=== Natural language region descriptions ===

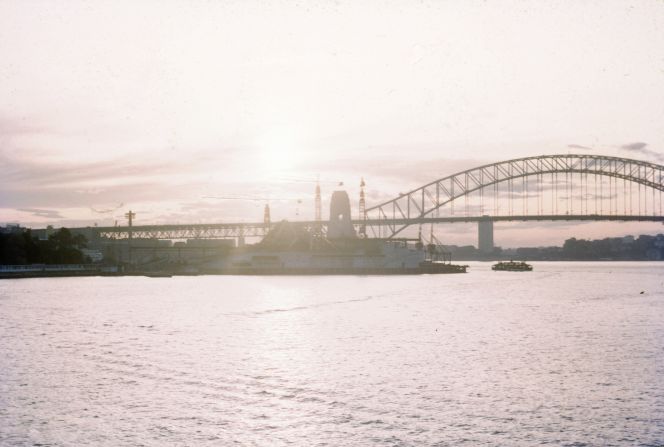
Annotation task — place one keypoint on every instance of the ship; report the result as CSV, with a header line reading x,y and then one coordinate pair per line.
x,y
512,266
293,249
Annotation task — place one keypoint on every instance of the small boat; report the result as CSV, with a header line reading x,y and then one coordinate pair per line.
x,y
512,266
158,275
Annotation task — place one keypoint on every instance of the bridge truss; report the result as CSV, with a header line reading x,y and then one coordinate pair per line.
x,y
569,187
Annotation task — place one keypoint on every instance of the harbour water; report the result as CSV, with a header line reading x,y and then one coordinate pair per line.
x,y
569,354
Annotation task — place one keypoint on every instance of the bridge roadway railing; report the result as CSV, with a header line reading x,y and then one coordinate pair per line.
x,y
249,230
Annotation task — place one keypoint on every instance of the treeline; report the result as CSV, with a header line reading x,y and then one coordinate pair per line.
x,y
22,247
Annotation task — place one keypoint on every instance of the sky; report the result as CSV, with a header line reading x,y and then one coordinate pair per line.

=== Exercise prompt ===
A faithful copy of all the data above, without its pictures, is the expected result.

=== Response to the task ===
Annotation task — place one keypoint on every instance of the ship; report the result as CSV, with a header line reading x,y and then one coordinate pair per line.
x,y
512,266
293,249
Annotation task — place one keypoint on every instance of the small boat; report the result as CSV, with a header line reading x,y and then one coordinate pair per line.
x,y
512,266
158,275
Annotation task — place one keypoint on every instance of the bridge truss; report the result as CSV, with a header line reading x,y and then one coordinate pair per line.
x,y
569,187
Annotation task — place one keypoint on every instance of the harbour water; report the result as CSV, with a header line reading x,y and then one coordinate pair per line.
x,y
569,354
Annotation task — place one keypoint on every instance of the bridge roadway railing; report the result as CSV, with a header line reading x,y and then one coordinate pair per line.
x,y
249,230
Annotation task — place one keypoint on every instance of the treeline; report the result as CSV, with a header line reading x,y and then one coordinate pair per line.
x,y
22,247
Annotation task — place one keypoint on every instance of the sky; report the result as CSV, with a header line reading x,y and then one coordinate pair per line.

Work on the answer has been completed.